Lay out the rows below as a two-column Markdown table headed Number and Content, starting at the first line of the rows and ending at the line that contains "x=432, y=448", both included. Give each non-blank line its sequential number under Number and the line itself under Content, leaving blank lines out.
—————
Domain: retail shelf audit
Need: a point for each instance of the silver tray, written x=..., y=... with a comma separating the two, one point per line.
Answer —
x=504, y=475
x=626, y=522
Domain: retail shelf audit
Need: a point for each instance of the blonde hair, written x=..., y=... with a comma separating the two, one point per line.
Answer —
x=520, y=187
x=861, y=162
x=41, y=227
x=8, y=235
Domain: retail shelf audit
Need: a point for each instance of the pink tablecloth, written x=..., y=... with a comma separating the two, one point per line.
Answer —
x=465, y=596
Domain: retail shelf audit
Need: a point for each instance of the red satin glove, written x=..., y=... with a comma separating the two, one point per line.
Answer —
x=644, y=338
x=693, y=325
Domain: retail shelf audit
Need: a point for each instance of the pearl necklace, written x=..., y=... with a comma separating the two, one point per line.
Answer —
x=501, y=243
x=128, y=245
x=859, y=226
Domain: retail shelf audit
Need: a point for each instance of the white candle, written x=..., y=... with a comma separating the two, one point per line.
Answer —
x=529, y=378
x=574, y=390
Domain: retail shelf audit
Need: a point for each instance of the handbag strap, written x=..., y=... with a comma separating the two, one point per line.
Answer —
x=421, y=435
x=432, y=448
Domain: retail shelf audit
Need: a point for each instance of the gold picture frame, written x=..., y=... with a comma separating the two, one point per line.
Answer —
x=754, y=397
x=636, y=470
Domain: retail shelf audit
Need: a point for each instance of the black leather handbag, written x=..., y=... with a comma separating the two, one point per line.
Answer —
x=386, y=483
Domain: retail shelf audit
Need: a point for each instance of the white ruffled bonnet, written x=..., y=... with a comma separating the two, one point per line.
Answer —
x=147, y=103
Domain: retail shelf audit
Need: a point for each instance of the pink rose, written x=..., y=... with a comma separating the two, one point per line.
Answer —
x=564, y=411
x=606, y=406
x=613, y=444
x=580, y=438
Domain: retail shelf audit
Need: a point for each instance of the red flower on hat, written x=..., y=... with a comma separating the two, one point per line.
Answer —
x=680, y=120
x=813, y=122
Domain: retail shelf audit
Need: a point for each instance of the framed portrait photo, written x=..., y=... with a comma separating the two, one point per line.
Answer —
—————
### EXERCISE ANSWER
| Number | Content |
|---|---|
| 1 | Domain: retail shelf audit |
| 2 | Need: a point for each instance of the silver tray, written x=..., y=... with a comma separating the two, one point per line. |
| 3 | Answer — |
| 4 | x=504, y=475 |
| 5 | x=626, y=522 |
| 6 | Domain: retail shelf audit |
| 7 | Need: a point for each instance of the blonde hair, written x=..., y=... with a comma separating the two, one point per line. |
| 8 | Answer — |
| 9 | x=520, y=187 |
| 10 | x=861, y=162 |
| 11 | x=41, y=227 |
| 12 | x=8, y=235 |
| 13 | Domain: retail shelf audit |
| 14 | Need: a point for each instance of the pink tablecloth, written x=..., y=... with a comma separating the two, one point per line. |
| 15 | Answer — |
| 16 | x=465, y=596 |
| 17 | Domain: retail shelf audit |
| 18 | Need: a point for each instance of the red satin glove, written x=..., y=... with a comma separating the two, one point per line. |
| 19 | Answer — |
| 20 | x=644, y=338 |
| 21 | x=693, y=325 |
| 22 | Domain: retail shelf audit |
| 23 | Need: a point for each instance of the pearl necklace, written x=..., y=... with a comma separating the two, one point per line. |
| 24 | Answer — |
| 25 | x=501, y=243 |
| 26 | x=128, y=245 |
| 27 | x=859, y=226 |
| 28 | Domain: retail shelf audit |
| 29 | Need: a point for each instance of the white candle, written x=..., y=... with a comma separating the two, one point per line. |
| 30 | Answer — |
| 31 | x=529, y=378 |
| 32 | x=574, y=390 |
| 33 | Domain: retail shelf audit |
| 34 | Need: a point for each instance of the handbag strap, written x=..., y=... with a comma separating the two, one point per line. |
| 35 | Answer — |
| 36 | x=421, y=435 |
| 37 | x=432, y=448 |